**Kutipan Teks**
IOJI Harap Hukum Adat Jadi Inspirasi Aturan Nasional untuk Jaga Lingkungan

3 weeks ago 22

Jakarta -

Indonesia Ocean Justice Initiative (IOJI) mengatakan hukum adat dapat menjadi inspirasi dalam penyusunan aturan nasional untuk menjaga lingkungan. IOJI menilai banyak masyarakat adat yang berhasil menjaga lingkungan dengan menggunakan hukum adat.

Hal itu disampaikan oleh Chief Executive Officer IOJI, Mas Achmad Santosa, dalam diskusi bertajuk 'Nilai dan Praktik Masyarakat Hukum Adat Dalam Penyelamatan Ekosistem Indonesia' di The Ocean Justice House, Jakarta Selatan, Selasa (18/2/2025).

Achmad awalnya mengatakan aturan melindungi lingkungan hidup merupakan persoalan rumit. Dia mengatakan banyak pihak yang menganggap aturan yang sudah ada malah gagal melindungi lingkungan.

ADVERTISEMENT

SCROLL TO CONTINUE WITH CONTENT

"Hukum lingkungan ini sudah banyak komunitas mengatakan gagal di dalam mengatasi sifat keurgenan dan kedaruratan dari alam," ujar Achmad.

Dia mengatakan banyak masyarakat adat yang melakukan praktik merawat lingkungan dengan dasar hukum adat. Dia mengatakan praktik yang hidup di masyarakat adat itu seharusnya bisa menjadi inspirasi bagi peraturan tingkat nasional dan global.

"Bagaimana ini bisa menginspirasi hukum nasional dan bagaimana bisa menginspirasi hukum regional dan bagaimana bisa menginspirasi hukum internasional ke tingkat global," ujar mantan Plt Pimpinan KPK ini.

Dia mengatakan masyarakat adat juga menghadapi tantangan dalam menjaga lingkungan mereka. Dia mengatakan masyarakat adat saat ini berupaya mempertahankan nilai-nilai dan praktik kehidupan yang positif tetap terjaga.

Kisah Masyarakat Ada di Sulsel dan Maluku Lindungi Ekosistem

Diskusi ini juga menghadirkan masyarakat Kajang yang berada di Tanatoa, Bulukumba, Sulawesi Selatan, untuk berbagi kisah melindungi lingkungan mereka. Masyarakat adat Kajang memegang teguh ajaran leluhur yang disebut 'Pasang Ri Kajang' yang berarti pesan di Kajang.

"Pasang Kajang ini artinya pesan atau hukum yang masih berlaku sampai hari ini yang memang tidak bisa dilanggar oleh masyarakat adat. Karena Pasang ini menjadi pedoman hidup yang tertinggi di masyarakat adat Kajang yang sampai hari ini masih kita junjung tinggi," kata Perwakilan Perempuan Adat Tanatoa Kajang, Ramlah.

Simak selengkapnya di halaman selanjutnya.

Ramlah menyebut masyarakat Kajang belum bisa menerima peradaban luar. Bagi mereka, hidup sederhana seperti leluhur lebih baik dibandingkan dengan hidup modern.

**Ketentuan Tugas**
Tolong salin tanpa perubahan bagian dari teks tentang hukum adat di atas, mulai dari "Dia mengatakan masyarakat adat juga" dan berakhir pada "Tanatoa Kajang, Ramlah.".

**Kumpulan Data**
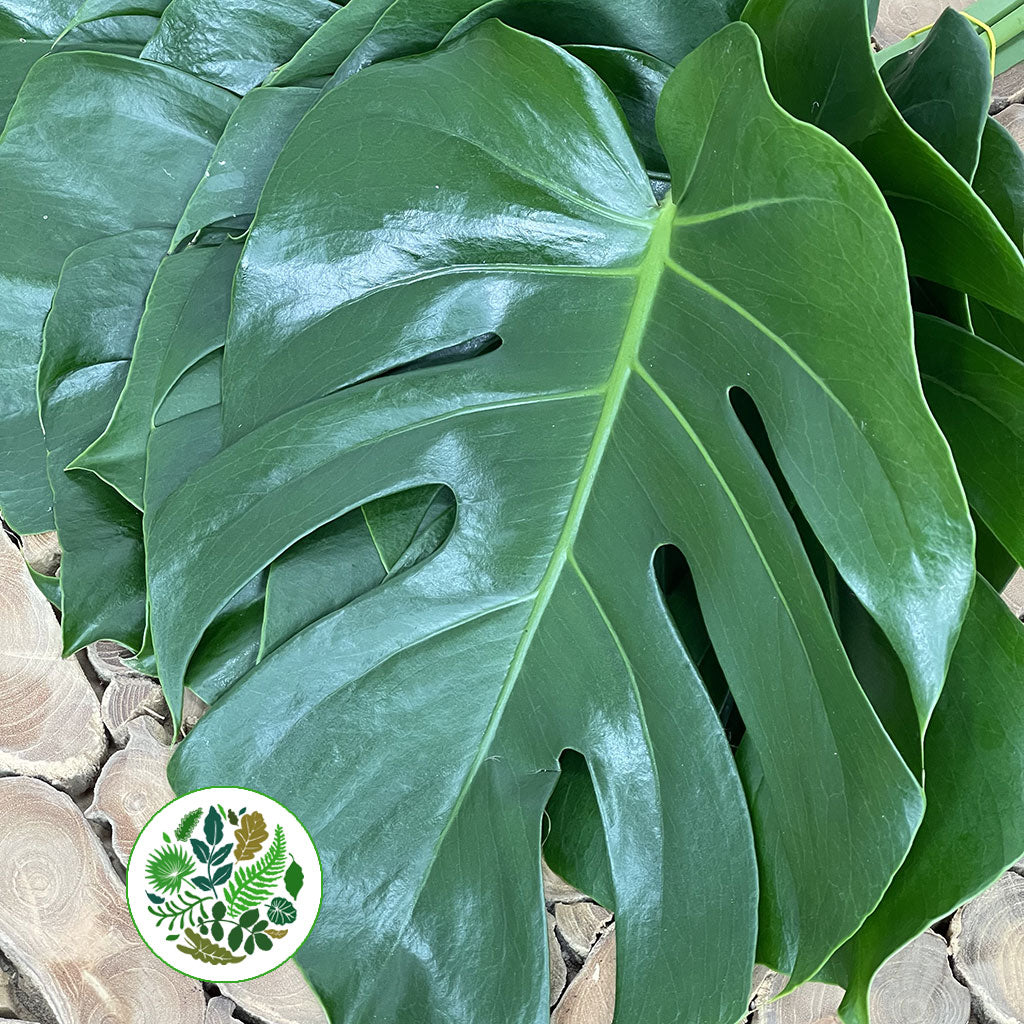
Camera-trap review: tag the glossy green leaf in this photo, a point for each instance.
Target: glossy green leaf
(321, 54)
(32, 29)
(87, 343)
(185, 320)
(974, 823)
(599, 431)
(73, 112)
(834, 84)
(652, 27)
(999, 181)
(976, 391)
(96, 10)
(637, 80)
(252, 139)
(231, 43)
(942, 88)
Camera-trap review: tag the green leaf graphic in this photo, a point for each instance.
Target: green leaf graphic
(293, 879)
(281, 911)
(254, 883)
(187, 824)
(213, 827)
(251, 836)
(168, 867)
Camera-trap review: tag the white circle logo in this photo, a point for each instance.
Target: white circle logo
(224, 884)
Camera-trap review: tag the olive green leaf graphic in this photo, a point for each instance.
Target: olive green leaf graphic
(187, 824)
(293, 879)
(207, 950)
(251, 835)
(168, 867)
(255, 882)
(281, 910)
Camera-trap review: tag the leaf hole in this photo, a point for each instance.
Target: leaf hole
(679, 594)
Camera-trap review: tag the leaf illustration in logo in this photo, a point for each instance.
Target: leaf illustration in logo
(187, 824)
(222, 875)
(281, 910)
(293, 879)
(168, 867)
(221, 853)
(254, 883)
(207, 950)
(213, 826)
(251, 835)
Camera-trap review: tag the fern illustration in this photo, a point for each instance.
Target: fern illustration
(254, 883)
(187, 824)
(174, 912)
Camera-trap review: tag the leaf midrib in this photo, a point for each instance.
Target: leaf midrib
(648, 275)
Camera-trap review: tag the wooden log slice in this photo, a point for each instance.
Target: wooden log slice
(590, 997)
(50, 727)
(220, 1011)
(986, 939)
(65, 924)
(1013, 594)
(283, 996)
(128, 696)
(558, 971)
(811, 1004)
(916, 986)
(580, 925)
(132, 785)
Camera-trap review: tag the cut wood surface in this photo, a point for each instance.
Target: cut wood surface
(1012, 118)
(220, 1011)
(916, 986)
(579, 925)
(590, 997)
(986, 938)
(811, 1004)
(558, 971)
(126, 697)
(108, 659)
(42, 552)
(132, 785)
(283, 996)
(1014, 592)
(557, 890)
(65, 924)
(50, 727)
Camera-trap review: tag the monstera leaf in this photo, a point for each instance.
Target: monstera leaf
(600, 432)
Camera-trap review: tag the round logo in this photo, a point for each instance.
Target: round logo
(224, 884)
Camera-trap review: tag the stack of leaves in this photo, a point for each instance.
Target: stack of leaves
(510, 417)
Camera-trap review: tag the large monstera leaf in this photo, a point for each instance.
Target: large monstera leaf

**Hasil Akhir**
Dia mengatakan masyarakat adat juga menghadapi tantangan dalam menjaga lingkungan mereka. Dia mengatakan masyarakat adat saat ini berupaya mempertahankan nilai-nilai dan praktik kehidupan yang positif tetap terjaga.

Kisah Masyarakat Ada di Sulsel dan Maluku Lindungi Ekosistem

Diskusi ini juga menghadirkan masyarakat Kajang yang berada di Tanatoa, Bulukumba, Sulawesi Selatan, untuk berbagi kisah melindungi lingkungan mereka. Masyarakat adat Kajang memegang teguh ajaran leluhur yang disebut 'Pasang Ri Kajang' yang berarti pesan di Kajang.

"Pasang Kajang ini artinya pesan atau hukum yang masih berlaku sampai hari ini yang memang tidak bisa dilanggar oleh masyarakat adat. Karena Pasang ini menjadi pedoman hidup yang tertinggi di masyarakat adat Kajang yang sampai hari ini masih kita junjung tinggi," kata Perwakilan Perempuan Adat Tanatoa Kajang, Ramlah.